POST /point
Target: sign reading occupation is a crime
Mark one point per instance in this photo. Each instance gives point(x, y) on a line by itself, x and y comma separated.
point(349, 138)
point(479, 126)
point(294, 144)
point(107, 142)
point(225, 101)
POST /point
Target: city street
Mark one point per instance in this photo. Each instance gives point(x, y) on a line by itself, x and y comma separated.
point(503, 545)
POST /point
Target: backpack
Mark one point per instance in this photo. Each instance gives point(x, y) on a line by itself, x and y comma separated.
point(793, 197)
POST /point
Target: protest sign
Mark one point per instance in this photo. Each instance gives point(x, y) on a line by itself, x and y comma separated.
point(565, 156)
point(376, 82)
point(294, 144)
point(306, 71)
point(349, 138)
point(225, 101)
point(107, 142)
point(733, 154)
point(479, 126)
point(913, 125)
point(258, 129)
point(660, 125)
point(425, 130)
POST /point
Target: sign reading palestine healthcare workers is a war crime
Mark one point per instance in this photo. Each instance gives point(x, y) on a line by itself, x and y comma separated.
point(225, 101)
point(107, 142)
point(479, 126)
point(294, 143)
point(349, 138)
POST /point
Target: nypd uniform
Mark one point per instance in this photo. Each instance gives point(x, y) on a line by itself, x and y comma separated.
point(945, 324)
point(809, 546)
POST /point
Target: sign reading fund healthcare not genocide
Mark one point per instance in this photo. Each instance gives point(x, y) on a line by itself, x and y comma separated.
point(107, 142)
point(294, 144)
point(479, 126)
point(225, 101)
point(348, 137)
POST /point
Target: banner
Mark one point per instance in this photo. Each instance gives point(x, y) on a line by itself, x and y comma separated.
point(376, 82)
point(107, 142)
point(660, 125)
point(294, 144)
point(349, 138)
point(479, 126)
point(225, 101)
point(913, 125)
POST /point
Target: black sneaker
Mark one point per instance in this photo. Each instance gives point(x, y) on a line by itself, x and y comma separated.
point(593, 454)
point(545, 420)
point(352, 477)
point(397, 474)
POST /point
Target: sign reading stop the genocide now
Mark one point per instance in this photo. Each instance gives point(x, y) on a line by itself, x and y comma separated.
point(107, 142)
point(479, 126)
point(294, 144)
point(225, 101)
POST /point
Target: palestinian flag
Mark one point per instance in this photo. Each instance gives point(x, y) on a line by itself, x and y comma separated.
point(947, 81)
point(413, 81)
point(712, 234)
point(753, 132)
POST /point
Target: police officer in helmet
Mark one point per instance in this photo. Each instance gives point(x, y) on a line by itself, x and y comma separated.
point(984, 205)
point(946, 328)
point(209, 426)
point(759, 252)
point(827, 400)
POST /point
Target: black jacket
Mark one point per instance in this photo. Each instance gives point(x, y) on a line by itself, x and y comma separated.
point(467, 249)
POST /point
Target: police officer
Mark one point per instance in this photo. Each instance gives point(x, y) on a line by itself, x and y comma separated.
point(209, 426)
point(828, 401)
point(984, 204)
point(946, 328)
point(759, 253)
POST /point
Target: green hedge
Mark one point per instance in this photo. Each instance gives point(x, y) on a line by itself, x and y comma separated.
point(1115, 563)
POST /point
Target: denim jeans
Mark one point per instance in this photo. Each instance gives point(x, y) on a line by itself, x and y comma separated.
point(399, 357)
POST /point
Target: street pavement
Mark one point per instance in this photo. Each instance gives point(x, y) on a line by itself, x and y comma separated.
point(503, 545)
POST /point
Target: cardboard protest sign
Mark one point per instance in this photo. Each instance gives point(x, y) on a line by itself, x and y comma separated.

──────

*WRITTEN INSTRUCTION*. Quote all the records exactly, please, leaving none out.

*COMPLETE RESPONSE*.
POST /point
Target: sign reading occupation is a crime
Mark one point per instance in this photo. Each instance gives point(x, y) on a line by itself, x and y comma separated.
point(349, 138)
point(479, 126)
point(294, 144)
point(107, 142)
point(225, 101)
POST /point
Target: city street
Mark one point per instance in this photo. Each instance gives point(x, y) on a line by itself, x and y comma separated.
point(503, 545)
POST /point
Target: backpack
Mark one point per instance in this photo. Each instance gives point(x, y) on a line by itself, x and y comma separated.
point(793, 197)
POST /point
Target: protest sign
Mark one point per instance in this photo. Each instance gives point(x, y) on a line by itself, x and y comma separated.
point(565, 156)
point(376, 82)
point(294, 144)
point(306, 71)
point(349, 138)
point(225, 101)
point(107, 142)
point(733, 154)
point(479, 126)
point(913, 125)
point(258, 129)
point(660, 125)
point(425, 130)
POST /point
Target: sign reading palestine healthcare workers is a war crime
Mark one point per instance in this photo. Each instance gives point(x, y) on a line by itself, x and y comma separated.
point(225, 101)
point(107, 142)
point(479, 126)
point(294, 143)
point(349, 138)
POST /point
Target: nypd uniform
Mark one point per instance in this photo. Each instance gives point(x, y) on a line by itself, x and y comma separated.
point(945, 324)
point(809, 546)
POST /point
Target: sign reading fund healthcare not genocide
Mark one point per instance in this photo. Each instance gives point(x, y) on a line by itself, x and y comma separated.
point(107, 142)
point(294, 144)
point(479, 126)
point(225, 101)
point(348, 137)
POST /point
Target: banner
Mark one point per instance in this photo. Each instance gives point(x, y) on a line by itself, x and y comma separated.
point(376, 82)
point(107, 142)
point(660, 125)
point(294, 144)
point(349, 138)
point(479, 126)
point(225, 101)
point(913, 125)
POST /point
Target: black sneaker
Mark one point per instance in this photo. Each instance gives point(x, y) on a line by itself, x and y comma separated.
point(593, 454)
point(545, 420)
point(352, 477)
point(397, 474)
POST /point
Target: sign reading stop the genocide now
Mark one point per instance in this photo. Each instance gives point(x, y) on a line by itself, x and y comma separated.
point(107, 142)
point(479, 126)
point(294, 144)
point(225, 101)
POST /point
Target: palestinian flag
Mark one point per instance in this photo. Each instance gives point(x, y) on a line by itself, x and y comma separated.
point(947, 81)
point(413, 81)
point(712, 234)
point(753, 132)
POST /point
Target: police officer in helmet
Mark one point per instance in this photo. Each instance gives point(x, y) on a line by itself, x and y comma separated.
point(984, 205)
point(946, 328)
point(209, 426)
point(759, 252)
point(827, 400)
POST /point
Target: black jacket
Mark one point per instance in this photo. Each instance gives point(x, y) on a line by itself, x and y comma separated.
point(467, 249)
POST /point
Target: police officer
Mark one point per instance in this photo. Each instance gives point(x, y) on a line by itself, x and y comma separated.
point(209, 426)
point(828, 401)
point(984, 204)
point(946, 328)
point(759, 253)
POST /point
Target: green hedge
Mark one point per instance in this photo. Each instance gives point(x, y) on a line by itself, x and y comma separated.
point(1115, 563)
POST /point
Target: denim jeans
Mark one point per instance in this photo. Each instance gives point(x, y) on a line by itself, x and y comma separated.
point(399, 357)
POST /point
Target: street pavement
Mark one point per instance in this photo. Each instance gives point(x, y) on a line by itself, x and y comma separated.
point(503, 545)
POST /point
Target: cardboard protest sign
Mark one point per instance in this photo. Each instance gives point(x, y) on a line by itself, x and y comma separated.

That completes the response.